▸ Do this
Count the lines in the entries below that contain the word "referee", matching case exactly. Reply with the number alone.

--- Input material ---

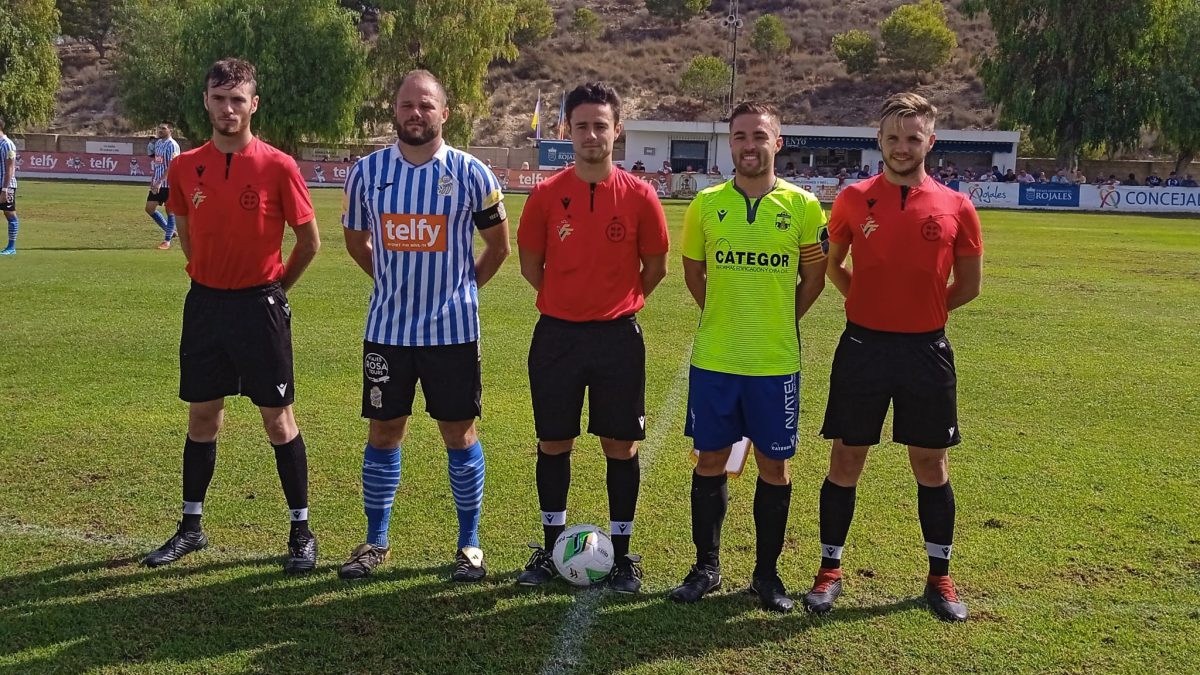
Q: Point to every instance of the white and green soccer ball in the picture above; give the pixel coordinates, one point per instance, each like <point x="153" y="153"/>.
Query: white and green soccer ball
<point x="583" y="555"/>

---
--- Input material ---

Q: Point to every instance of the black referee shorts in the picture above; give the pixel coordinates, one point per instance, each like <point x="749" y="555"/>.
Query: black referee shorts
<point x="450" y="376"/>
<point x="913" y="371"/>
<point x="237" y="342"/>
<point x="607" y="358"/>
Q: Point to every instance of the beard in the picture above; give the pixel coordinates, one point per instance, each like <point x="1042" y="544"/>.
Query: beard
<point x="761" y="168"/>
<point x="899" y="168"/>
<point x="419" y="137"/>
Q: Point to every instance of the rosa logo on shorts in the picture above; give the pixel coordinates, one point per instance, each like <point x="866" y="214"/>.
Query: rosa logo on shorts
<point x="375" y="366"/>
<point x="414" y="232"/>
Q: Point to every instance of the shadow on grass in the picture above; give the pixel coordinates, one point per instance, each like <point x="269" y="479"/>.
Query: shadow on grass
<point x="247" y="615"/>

---
--- Input material ---

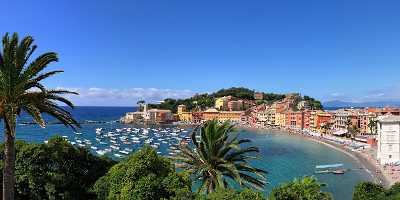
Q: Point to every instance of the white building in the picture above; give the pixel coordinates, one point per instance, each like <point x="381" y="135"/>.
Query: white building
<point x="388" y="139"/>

---

▸ Answer below
2